- [RECORDS TO PROCESS]:
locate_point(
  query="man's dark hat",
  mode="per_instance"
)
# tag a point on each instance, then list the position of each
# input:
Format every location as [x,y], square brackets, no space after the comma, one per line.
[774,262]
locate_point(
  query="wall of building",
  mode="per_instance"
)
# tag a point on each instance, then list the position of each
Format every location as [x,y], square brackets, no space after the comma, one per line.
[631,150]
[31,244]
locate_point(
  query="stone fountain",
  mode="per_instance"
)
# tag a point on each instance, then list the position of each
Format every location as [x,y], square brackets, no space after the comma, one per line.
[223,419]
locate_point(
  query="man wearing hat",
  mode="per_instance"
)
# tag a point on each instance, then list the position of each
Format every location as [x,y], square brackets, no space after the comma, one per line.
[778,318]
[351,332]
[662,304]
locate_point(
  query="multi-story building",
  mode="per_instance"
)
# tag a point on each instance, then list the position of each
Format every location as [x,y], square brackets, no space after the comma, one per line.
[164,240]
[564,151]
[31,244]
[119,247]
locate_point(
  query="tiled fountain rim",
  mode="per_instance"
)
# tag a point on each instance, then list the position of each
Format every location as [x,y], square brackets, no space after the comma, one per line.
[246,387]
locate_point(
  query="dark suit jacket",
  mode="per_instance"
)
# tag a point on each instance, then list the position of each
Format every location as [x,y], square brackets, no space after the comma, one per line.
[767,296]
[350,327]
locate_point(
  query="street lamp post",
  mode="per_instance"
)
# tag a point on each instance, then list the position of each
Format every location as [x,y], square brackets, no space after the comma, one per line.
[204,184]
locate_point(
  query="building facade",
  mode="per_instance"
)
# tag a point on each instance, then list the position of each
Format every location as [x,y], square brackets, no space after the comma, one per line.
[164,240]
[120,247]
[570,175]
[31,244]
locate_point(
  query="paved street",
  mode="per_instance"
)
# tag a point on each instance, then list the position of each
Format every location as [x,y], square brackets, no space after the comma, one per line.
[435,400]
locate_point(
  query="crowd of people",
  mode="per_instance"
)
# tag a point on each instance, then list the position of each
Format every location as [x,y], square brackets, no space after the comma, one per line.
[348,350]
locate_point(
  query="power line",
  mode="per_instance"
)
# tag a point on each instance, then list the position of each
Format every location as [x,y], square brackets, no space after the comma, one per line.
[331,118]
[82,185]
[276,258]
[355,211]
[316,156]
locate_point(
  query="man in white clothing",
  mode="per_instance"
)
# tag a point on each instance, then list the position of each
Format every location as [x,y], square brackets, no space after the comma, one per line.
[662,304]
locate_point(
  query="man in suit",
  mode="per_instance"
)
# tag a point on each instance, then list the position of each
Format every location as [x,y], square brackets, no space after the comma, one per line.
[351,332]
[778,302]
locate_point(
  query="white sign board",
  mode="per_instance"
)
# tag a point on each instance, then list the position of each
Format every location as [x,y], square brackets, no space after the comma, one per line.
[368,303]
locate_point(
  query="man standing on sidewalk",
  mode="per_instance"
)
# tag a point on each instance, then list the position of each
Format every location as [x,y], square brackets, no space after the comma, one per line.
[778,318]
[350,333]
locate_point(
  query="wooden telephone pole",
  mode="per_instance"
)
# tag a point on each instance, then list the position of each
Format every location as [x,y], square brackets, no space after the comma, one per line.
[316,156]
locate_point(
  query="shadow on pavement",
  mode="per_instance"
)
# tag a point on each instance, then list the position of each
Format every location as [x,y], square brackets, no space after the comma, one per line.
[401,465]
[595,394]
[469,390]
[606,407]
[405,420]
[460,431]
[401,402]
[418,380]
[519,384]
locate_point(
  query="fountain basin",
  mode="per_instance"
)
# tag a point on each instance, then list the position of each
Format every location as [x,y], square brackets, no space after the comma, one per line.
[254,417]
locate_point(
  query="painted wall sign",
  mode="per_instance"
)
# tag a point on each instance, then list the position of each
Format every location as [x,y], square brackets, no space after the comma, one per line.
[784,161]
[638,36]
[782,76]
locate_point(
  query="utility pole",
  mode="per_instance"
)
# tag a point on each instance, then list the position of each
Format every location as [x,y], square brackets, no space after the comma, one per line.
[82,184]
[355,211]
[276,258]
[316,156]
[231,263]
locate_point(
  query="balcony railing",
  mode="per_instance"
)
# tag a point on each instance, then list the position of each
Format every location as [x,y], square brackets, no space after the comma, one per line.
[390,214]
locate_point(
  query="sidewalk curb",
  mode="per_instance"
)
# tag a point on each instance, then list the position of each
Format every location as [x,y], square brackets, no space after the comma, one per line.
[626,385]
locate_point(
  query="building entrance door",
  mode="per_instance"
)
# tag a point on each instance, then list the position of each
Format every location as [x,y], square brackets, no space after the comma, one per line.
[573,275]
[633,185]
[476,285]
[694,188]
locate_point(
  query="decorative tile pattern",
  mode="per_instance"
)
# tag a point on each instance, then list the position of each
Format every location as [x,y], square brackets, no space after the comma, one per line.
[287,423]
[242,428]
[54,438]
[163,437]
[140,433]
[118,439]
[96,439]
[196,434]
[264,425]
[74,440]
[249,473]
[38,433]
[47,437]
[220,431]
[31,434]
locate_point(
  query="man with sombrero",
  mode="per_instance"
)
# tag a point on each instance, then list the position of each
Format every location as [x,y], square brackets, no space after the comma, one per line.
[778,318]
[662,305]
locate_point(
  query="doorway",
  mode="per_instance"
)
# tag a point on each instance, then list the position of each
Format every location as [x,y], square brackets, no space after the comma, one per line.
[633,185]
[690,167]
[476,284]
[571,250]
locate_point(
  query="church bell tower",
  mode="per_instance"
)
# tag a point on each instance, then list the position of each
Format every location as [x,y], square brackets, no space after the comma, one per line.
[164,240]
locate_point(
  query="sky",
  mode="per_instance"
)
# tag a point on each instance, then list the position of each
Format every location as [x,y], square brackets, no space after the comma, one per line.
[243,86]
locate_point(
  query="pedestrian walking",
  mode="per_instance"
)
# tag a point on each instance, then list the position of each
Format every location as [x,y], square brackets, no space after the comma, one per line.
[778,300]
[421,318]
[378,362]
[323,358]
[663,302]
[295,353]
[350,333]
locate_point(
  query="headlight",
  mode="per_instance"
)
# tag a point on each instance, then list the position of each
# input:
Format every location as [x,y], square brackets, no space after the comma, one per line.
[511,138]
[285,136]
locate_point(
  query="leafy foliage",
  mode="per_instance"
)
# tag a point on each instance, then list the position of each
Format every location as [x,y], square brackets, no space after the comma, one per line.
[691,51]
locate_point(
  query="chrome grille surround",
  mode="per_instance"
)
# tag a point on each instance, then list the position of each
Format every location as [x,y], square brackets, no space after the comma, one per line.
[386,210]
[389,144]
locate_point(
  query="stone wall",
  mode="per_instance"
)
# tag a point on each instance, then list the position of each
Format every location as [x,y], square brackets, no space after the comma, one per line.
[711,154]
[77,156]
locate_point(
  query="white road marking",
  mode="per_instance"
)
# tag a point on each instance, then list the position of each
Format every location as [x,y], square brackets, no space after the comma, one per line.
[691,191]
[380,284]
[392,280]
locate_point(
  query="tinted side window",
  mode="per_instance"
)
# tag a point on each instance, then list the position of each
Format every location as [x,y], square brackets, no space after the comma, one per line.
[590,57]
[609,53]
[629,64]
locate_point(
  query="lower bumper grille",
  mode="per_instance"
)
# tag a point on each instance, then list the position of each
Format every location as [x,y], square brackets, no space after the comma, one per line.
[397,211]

- [EXERCISE DETAILS]: How many lines in the data above contain the word "white"? Reply with the number alone.

- [REPLY]: 3